### SOURCE DOCUMENT
Source Article from https://www.nbcnews.com/politics/2020-election/unable-land-hits-biden-trump-paints-him-socialist-trojan-horse-n1234241

Donald Trump is seeking to block billions of dollars in funding for coronavirus testing and contact tracing efforts as cases spike across the US, where around 70,000 people are testing positive each day.

White House opposition to spending proposed by Senate Republicans has sparked frustrations in his own party, according to the Washington Post, the New York Times and other media outlets.

Senate Republicans are preparing to unveil a new coronavirus relief bill when Congress returns from a two-week recess. The package, which must address the public health threat of Covid-19 and the resulting economic crisis, could be the last relief bill Congress passes before the November elections.

More than 140,000 people have died from Covid-19 in the US and more than 3.7 million cases of the respiratory illness have been identified. Cases were dropping April, but have since increased sharply across the country.

Trump has repeatedly blamed increased testing for the rise in cases, though that is not what results show.

The World Health Organization advised that before reopening, rates of positivity in testing should remain at 5% or lower for at least 14 days. More than 5% of people are testing positive for coronavirus in 34 of 52 US states and territories, indicating the US is testing too few people to adequately respond to the pandemic, according to Johns Hopkins University.

In states such as Arizona and Idaho, positivity rates are as high as 24% and 18.9% respectively, suggesting the sickest people are overrepresented in tests.

In an interview with Fox News Sunday, conducted on Friday, Trump again said US numbers are skewed by the number of tests being done.

“Cases are up because we have the best testing in the world and we have the most testing,” he said. “We are the envy of the world.”

The Trump administration reportedly wants to cut $25bn Republicans propose allocating for state contact tracing and testing efforts. The White House is also trying to block $10bn for the nation’s top public health agency, the Centers for Disease Control and Prevention (CDC) and $15bn for the top medical research agency, the National Institutes of Health (NIH), as well as money for state and Pentagon anti-Covid efforts abroad.

### WHAT TO DO
Reproduce the source article on White House opposition to coronavirus testing funds word for word, from start to finish.

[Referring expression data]
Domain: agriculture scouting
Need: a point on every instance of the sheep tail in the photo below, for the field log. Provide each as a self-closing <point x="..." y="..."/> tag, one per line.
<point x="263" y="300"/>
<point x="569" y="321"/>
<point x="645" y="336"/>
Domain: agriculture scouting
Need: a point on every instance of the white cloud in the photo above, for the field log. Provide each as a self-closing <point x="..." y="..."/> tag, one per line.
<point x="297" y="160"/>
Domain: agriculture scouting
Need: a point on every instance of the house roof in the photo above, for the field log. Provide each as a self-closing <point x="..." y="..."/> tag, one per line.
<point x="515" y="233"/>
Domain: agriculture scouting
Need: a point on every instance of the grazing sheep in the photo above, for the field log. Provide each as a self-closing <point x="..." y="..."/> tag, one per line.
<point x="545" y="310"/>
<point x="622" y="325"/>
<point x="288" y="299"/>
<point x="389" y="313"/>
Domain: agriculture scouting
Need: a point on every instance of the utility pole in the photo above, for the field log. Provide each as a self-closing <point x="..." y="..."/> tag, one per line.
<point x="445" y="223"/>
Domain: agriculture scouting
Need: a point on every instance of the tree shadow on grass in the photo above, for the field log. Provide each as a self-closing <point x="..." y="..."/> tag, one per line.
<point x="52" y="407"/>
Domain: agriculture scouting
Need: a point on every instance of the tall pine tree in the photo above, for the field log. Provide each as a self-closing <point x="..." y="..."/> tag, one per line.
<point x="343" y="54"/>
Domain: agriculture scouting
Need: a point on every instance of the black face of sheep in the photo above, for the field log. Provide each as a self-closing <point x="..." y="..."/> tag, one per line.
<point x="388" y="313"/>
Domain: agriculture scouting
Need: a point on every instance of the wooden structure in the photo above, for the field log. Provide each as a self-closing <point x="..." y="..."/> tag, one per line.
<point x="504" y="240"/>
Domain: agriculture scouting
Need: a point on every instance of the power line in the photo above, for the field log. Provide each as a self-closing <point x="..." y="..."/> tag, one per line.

### ANSWER SECTION
Source Article from https://www.nbcnews.com/politics/2020-election/unable-land-hits-biden-trump-paints-him-socialist-trojan-horse-n1234241

Donald Trump is seeking to block billions of dollars in funding for coronavirus testing and contact tracing efforts as cases spike across the US, where around 70,000 people are testing positive each day.

White House opposition to spending proposed by Senate Republicans has sparked frustrations in his own party, according to the Washington Post, the New York Times and other media outlets.

Senate Republicans are preparing to unveil a new coronavirus relief bill when Congress returns from a two-week recess. The package, which must address the public health threat of Covid-19 and the resulting economic crisis, could be the last relief bill Congress passes before the November elections.

More than 140,000 people have died from Covid-19 in the US and more than 3.7 million cases of the respiratory illness have been identified. Cases were dropping April, but have since increased sharply across the country.

Trump has repeatedly blamed increased testing for the rise in cases, though that is not what results show.

The World Health Organization advised that before reopening, rates of positivity in testing should remain at 5% or lower for at least 14 days. More than 5% of people are testing positive for coronavirus in 34 of 52 US states and territories, indicating the US is testing too few people to adequately respond to the pandemic, according to Johns Hopkins University.

In states such as Arizona and Idaho, positivity rates are as high as 24% and 18.9% respectively, suggesting the sickest people are overrepresented in tests.

In an interview with Fox News Sunday, conducted on Friday, Trump again said US numbers are skewed by the number of tests being done.

“Cases are up because we have the best testing in the world and we have the most testing,” he said. “We are the envy of the world.”

The Trump administration reportedly wants to cut $25bn Republicans propose allocating for state contact tracing and testing efforts. The White House is also trying to block $10bn for the nation’s top public health agency, the Centers for Disease Control and Prevention (CDC) and $15bn for the top medical research agency, the National Institutes of Health (NIH), as well as money for state and Pentagon anti-Covid efforts abroad.